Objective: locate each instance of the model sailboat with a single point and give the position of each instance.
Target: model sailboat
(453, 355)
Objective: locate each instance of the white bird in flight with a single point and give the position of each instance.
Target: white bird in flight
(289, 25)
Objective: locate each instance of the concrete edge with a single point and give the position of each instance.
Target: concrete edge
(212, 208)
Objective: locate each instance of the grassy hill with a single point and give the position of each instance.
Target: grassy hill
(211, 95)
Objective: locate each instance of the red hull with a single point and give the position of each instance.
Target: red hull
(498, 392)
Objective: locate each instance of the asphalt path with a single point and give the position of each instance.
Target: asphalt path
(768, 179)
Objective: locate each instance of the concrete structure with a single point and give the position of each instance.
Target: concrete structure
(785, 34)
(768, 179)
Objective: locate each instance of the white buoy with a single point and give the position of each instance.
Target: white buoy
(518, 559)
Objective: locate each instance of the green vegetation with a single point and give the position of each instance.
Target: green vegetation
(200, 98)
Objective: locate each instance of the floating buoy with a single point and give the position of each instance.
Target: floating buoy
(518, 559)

» What is needed:
Only the lines from the one containing "Objective: locate each instance of the white bird" to the end of the data should be printed, exactly as they stand.

» Answer for the task:
Objective: locate each instance of the white bird in flight with a single point and give the position of each instance.
Target: white bird in flight
(289, 25)
Objective: locate each instance of the concrete edge with a single point and give the position of each instance.
Target: concrete edge
(212, 208)
Objective: locate each instance of the grassy hill with a single point and give the position of each instance.
Target: grassy hill
(211, 95)
Objective: locate each instance of the red hull with a single point and give the position of each instance.
Target: red hull
(498, 392)
Objective: locate each instance of the asphalt path with a single point and give the position of each instance.
Target: asphalt path
(768, 179)
Objective: locate each instance of the concrete structure with a single point and give the position of each instance.
Target: concrete structure
(785, 34)
(768, 179)
Objective: locate each instance of the white buoy with a single point and give the position of each instance.
Target: white buoy
(518, 559)
Objective: locate each instance of the green vegetation with a single point and give the position of each instance.
Target: green vegetation
(200, 98)
Objective: locate each instance of the floating buoy with a single point and give the position of each instance.
Target: floating buoy
(518, 559)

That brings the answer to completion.